VOS TÂCHES:
1 > Répondez aux questions suivantes en vous appuyant sur le document source.
(a) De quelle administration Albert Hude est-il retraité ?
(b) À quel syndicat appartient-il ?
(c) Quel préfet est nommé dans le document source ?
2 > Recopiez, s'il vous plaît, le passage du document source situé entre « Retraité de l’Administration » et « de longues recherches. », bornes incluses.

DOCUMENT SOURCE:
Retraité de l’Administration des Finances, syndicaliste CFDT, militant associatif écologiste, percheron d’adoption, Albert Hude est un amateur d’histoire locale qui, étonné et irrité d’entendre dire qu’il ne s’était quasiment rien passé en Eure et Loir durant la Seconde Guerre mondiale (exception faite de l’attitude du préfet Jean Moulin en juin 1940), constatant qu’il n’existait pas d’ouvrage traitant de la Résistance dans ce département de façon approfondie, a décidé de s’atteler à cette tâche et d’y consacrer de longues recherches.

INFORMATIONS ENREGISTRÉES:
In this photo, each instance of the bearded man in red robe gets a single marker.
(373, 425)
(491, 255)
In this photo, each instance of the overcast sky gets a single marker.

RÉSULTATS ATTENDUS:
1 >
(a) L'Administration des Finances.
(b) La CFDT.
(c) Jean Moulin.

2 >
Retraité de l’Administration des Finances, syndicaliste CFDT, militant associatif écologiste, percheron d’adoption, Albert Hude est un amateur d’histoire locale qui, étonné et irrité d’entendre dire qu’il ne s’était quasiment rien passé en Eure et Loir durant la Seconde Guerre mondiale (exception faite de l’attitude du préfet Jean Moulin en juin 1940), constatant qu’il n’existait pas d’ouvrage traitant de la Résistance dans ce département de façon approfondie, a décidé de s’atteler à cette tâche et d’y consacrer de longues recherches.